• TASK MATERIAL:
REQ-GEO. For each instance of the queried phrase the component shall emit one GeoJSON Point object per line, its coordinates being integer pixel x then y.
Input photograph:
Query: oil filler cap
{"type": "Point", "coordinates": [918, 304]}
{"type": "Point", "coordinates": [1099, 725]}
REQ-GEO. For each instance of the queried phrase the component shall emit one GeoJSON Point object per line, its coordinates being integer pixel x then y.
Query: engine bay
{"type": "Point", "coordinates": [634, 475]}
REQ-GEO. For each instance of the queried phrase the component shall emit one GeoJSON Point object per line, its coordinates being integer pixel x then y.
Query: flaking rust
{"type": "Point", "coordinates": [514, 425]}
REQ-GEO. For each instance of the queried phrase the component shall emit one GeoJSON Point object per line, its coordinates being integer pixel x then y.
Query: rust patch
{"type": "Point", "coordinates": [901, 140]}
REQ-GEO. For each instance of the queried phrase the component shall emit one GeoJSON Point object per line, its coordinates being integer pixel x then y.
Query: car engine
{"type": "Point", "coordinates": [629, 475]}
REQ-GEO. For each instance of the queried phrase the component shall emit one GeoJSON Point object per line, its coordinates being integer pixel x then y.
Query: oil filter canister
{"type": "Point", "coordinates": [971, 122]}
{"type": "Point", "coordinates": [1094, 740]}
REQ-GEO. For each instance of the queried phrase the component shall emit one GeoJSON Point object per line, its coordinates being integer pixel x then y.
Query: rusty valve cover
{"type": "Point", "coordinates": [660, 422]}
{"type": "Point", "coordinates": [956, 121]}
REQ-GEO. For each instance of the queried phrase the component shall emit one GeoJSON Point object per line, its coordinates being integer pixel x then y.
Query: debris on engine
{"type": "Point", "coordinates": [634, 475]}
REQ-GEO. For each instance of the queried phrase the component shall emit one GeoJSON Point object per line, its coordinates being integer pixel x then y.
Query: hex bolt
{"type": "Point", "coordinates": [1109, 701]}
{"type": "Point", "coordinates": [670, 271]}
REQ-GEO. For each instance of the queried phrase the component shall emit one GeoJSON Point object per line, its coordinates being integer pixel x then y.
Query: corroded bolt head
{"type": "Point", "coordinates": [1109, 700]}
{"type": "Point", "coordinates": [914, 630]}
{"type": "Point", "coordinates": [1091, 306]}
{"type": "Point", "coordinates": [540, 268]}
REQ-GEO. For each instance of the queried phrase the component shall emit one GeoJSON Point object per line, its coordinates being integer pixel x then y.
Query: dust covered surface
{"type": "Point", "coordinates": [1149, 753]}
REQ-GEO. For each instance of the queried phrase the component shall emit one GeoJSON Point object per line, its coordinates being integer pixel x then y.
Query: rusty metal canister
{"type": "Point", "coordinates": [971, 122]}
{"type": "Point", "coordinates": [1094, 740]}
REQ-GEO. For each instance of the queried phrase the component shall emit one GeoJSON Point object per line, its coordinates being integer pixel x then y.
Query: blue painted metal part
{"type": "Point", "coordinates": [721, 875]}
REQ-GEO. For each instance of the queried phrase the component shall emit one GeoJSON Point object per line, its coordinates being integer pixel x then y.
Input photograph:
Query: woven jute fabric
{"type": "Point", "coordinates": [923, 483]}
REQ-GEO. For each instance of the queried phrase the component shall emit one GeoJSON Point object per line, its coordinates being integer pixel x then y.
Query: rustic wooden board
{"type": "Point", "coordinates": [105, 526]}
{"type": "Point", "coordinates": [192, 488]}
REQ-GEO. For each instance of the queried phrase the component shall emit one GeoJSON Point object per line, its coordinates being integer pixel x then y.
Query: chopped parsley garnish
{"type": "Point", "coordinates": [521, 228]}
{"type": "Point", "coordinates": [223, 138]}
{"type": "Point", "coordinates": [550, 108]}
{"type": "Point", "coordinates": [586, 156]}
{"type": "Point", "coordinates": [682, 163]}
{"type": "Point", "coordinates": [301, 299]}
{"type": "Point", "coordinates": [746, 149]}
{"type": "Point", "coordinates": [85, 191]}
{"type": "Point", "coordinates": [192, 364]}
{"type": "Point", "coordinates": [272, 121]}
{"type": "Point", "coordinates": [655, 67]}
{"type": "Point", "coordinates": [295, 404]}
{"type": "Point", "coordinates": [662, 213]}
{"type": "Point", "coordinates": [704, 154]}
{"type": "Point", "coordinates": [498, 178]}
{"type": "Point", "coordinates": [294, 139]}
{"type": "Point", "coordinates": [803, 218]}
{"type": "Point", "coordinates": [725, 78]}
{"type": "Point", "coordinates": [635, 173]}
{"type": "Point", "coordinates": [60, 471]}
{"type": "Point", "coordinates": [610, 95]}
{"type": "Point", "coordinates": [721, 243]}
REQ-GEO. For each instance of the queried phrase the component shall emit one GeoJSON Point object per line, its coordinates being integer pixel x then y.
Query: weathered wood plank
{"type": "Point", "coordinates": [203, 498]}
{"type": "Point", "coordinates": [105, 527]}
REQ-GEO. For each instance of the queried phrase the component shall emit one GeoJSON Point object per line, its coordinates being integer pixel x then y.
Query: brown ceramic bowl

• TASK DESCRIPTION:
Which lines in the rows above contain the word "engine"? Report every such line, copied in full.

• RESULT OF THE TASK:
Query: engine bay
Query: car engine
Query: debris on engine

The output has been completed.